#### TASK BRIEF
Repeat the lines below, starting at the line containing "the hillside, the" and ending at the end of the records, with "wooden fence" changed to "timber fence" and nothing else altered. Leave the pictures out of your answer.

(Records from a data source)
##############################

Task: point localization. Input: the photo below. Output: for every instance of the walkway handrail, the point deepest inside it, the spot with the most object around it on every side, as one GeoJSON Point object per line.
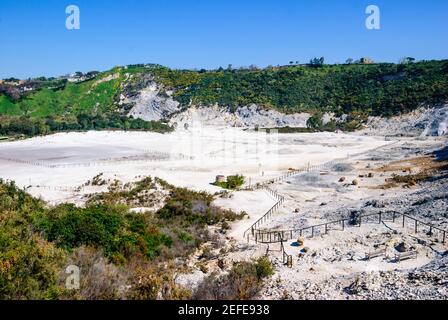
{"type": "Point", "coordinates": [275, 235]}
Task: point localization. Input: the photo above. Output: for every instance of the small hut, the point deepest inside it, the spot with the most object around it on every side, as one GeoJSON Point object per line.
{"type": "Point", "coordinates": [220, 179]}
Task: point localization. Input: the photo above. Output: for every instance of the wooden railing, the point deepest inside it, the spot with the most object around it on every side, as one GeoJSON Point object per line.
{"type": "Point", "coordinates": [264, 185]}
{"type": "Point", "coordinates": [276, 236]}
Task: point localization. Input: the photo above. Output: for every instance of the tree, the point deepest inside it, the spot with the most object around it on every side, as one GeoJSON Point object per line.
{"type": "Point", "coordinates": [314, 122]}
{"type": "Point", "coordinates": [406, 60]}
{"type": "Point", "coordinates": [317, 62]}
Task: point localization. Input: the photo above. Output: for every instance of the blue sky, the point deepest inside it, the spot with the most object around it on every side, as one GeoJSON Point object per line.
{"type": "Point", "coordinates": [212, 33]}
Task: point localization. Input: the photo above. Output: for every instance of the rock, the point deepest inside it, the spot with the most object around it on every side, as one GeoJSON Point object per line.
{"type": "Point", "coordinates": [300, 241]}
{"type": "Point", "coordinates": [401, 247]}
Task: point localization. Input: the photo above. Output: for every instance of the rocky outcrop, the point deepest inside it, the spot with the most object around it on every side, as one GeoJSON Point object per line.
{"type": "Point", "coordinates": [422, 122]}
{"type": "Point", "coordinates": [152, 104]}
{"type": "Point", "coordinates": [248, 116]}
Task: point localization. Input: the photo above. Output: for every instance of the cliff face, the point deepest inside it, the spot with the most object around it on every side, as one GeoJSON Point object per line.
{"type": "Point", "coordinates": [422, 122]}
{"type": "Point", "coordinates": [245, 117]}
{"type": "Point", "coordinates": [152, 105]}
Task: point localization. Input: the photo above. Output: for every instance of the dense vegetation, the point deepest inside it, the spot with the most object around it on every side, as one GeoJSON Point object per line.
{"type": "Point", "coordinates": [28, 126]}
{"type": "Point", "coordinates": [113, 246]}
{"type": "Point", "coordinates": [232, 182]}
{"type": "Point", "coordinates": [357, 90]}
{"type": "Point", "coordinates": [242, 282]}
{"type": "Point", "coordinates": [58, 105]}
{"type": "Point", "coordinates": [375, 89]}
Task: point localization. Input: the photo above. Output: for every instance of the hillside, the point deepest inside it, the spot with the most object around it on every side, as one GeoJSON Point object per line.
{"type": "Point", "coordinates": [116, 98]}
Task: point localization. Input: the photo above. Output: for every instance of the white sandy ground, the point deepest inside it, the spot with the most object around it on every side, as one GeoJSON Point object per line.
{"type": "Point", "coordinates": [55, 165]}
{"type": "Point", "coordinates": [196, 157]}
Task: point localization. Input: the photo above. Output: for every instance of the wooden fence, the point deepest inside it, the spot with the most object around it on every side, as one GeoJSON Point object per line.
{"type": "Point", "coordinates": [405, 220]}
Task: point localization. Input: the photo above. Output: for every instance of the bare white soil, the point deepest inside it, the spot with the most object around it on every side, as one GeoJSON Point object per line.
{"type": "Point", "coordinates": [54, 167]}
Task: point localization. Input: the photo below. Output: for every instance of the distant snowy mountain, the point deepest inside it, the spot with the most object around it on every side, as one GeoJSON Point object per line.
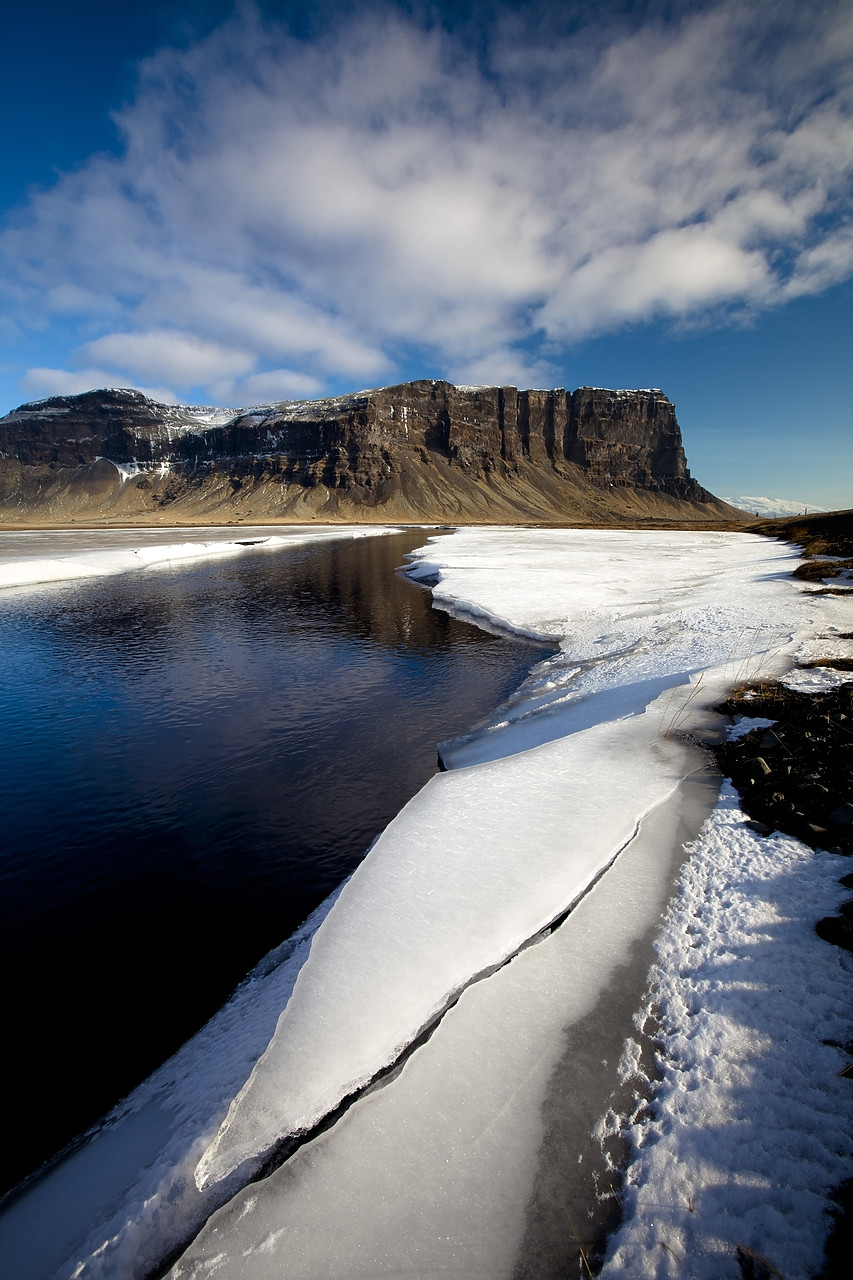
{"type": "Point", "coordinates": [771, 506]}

##############################

#### TASK ANSWER
Task: point localization. Input: the photo above. Output: for every instance of the hillside, the point deepest inside it, the spot with the most object around it on every side, as one GeoJSON Point object per line.
{"type": "Point", "coordinates": [116, 98]}
Task: point localization. Input: the photo above. Output: for every instance of the white sandy ground, the point deepest inside it, the spot with the most object around it on every side, as one GeoJSON Point object per line.
{"type": "Point", "coordinates": [55, 165]}
{"type": "Point", "coordinates": [196, 157]}
Task: point localization. Input: the photo above. Output: for every instance of the timber fence, the point deepest inside it, the spot with the most object around it on every side, as one GeoJSON Point object per line.
{"type": "Point", "coordinates": [405, 220]}
Task: point localization. Input: the photo above. Output: for every instance of the bare white soil, the point deepest inside it, the spot with the most object around it on every side, as one GeoJSON Point object per line.
{"type": "Point", "coordinates": [54, 167]}
Task: point localization. Input: the photo below. Output: for every instance of the distant snowy mountain, the point deepest inside it, the spot with the most object around it on every side, as one GeoJSON Point object per line.
{"type": "Point", "coordinates": [771, 506]}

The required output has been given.